## Required task A
According to the article below, to which domain can XHRs be issued?
--
Monday, February 16th, 2009

Designing a JavaScript client for a REST API

Category: Articles, JavaScript

>This is a guest post by Jared Jacobs of the KaChing, an exciting new way to do your own hedge fund, the Web 2.0 way (a.k.a. don’t give it to Madoff!). I was very happy when he said he would be willing to do a post on REST APIs, and what makes a good design.

So you want to write a script that sites all over the web can use to access your REST API, eh? Well, that would be pretty straightforward if it weren’t for two things:

  1. browser same-origin restrictions on XMLHttpRequests (XHRs) and inter-window/frame access
  2. the lack of wide browser support for HTML 5-style message passing between windows.

The Same-Origin Policy and its minor browser-specific variations are detailed elsewhere, so I’ll just summarize it with a few key points. I use the term window to mean window object, which can be a top-level page or reside inside a frame or iframe.

  • XHRs can only be issued to the same domain as the originating window (not the originating script).
  • Two windows can read, write, and call each other’s properties if and only if they are from the same domain (host, port, and scheme).
  • There is one notable exception to the previous statement that is consistent across browsers: A window can change (but not necessarily read) the location of its own iframes and of the top window, regardless of their domains.

Recall that native browser primitives for sending or receiving information across domains include frames, iframes, images, scripts, stylesheets, and forms.

With these constraints and possibilities in mind, let’s first consider how best to support GET requests to the REST API.

Transport for GET Requests

XHRs would be the ideal way to retrieve data, since they provide meta information about each response, such as the the HTTP status code, in addition to the content. As noted above, however, other sites cannot use XHRs to directly to access your REST API.

One possible workaround is for each site that uses the JS client to install a server-side proxy on its domain that proxies REST API calls to your servers. That’s a pretty big barrier to the adoption of your JS client, though. We can do better.
--
## Required task B
Locate every line in the entries below that contains the string "lamp", and copy each such line. Case counts.

## Task input
--
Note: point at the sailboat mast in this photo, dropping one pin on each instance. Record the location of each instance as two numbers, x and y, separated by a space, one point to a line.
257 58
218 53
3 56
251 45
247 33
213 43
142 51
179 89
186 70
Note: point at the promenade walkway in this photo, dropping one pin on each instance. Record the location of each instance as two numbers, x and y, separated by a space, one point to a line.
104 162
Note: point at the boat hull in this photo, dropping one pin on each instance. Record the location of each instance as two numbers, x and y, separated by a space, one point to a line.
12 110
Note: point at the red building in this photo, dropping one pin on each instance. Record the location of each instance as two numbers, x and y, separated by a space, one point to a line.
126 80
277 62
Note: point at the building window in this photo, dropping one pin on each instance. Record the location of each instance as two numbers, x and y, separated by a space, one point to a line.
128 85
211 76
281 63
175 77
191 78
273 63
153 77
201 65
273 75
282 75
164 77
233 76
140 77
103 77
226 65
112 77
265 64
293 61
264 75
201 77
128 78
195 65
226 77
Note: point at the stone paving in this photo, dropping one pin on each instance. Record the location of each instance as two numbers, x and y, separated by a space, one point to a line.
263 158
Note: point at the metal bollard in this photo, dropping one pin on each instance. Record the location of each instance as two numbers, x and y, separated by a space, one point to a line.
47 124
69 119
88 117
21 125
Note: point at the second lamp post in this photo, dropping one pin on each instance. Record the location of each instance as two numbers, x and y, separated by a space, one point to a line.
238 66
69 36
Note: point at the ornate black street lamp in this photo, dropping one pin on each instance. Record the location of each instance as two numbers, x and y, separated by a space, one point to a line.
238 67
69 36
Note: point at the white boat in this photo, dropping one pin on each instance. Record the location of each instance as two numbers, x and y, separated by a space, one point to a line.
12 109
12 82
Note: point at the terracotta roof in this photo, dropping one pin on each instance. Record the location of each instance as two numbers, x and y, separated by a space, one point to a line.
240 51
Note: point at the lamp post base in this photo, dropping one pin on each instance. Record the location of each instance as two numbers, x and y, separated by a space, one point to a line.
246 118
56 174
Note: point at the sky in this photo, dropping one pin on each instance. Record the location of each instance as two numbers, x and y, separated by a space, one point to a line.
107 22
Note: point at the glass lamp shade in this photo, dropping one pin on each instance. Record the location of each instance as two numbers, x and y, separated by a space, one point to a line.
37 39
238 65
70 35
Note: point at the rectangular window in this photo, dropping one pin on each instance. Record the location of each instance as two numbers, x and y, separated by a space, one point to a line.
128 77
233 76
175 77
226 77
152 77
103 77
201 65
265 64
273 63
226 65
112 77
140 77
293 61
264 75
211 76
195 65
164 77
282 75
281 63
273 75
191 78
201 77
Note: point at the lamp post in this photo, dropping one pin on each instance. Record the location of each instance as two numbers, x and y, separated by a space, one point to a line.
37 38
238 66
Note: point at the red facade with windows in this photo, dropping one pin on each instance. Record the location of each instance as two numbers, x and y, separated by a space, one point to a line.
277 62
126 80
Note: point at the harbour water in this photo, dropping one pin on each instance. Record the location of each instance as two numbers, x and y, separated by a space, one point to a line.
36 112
--
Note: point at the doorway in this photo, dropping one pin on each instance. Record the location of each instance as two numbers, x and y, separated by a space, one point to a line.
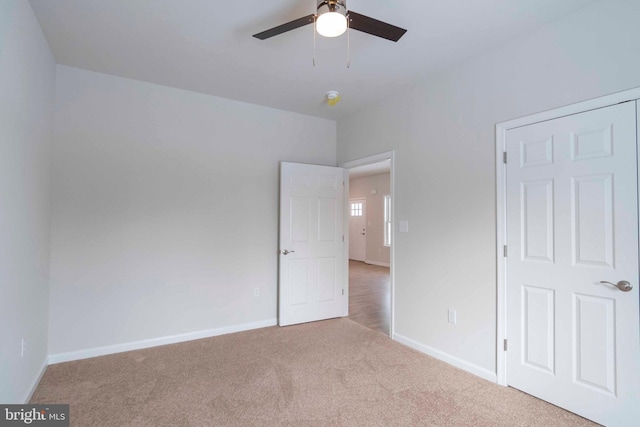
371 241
--
## Full answer A
Only to the same domain as the originating window, not the originating script.

## Full answer B
Note: point at the second lamp post in this photo, dropping one pin on each instance. Record the location of each instance as two numbers, x and y, separated by a space, one point to a line.
Note: point at the ornate black street lamp in this photo, dropping one pin on each instance. Record the location of each instance as two numbers, x and y, separated by a space, one point to a line.
Note: point at the lamp post base in this photo, dropping one pin on each instance. Record the location of each instance as two numbers, x and y, separated by a space, one point to a line.
Note: point at the glass lamp shade in this photo, dropping one pin on each instance. Record the location of each instance as two numbers, x and y, separated by a space, one point to a line.
Note: point at the lamp post in this photo, dropping one pin on each instance. Record the location of each instance as two numbers, x and y, separated by a space, one point to a line.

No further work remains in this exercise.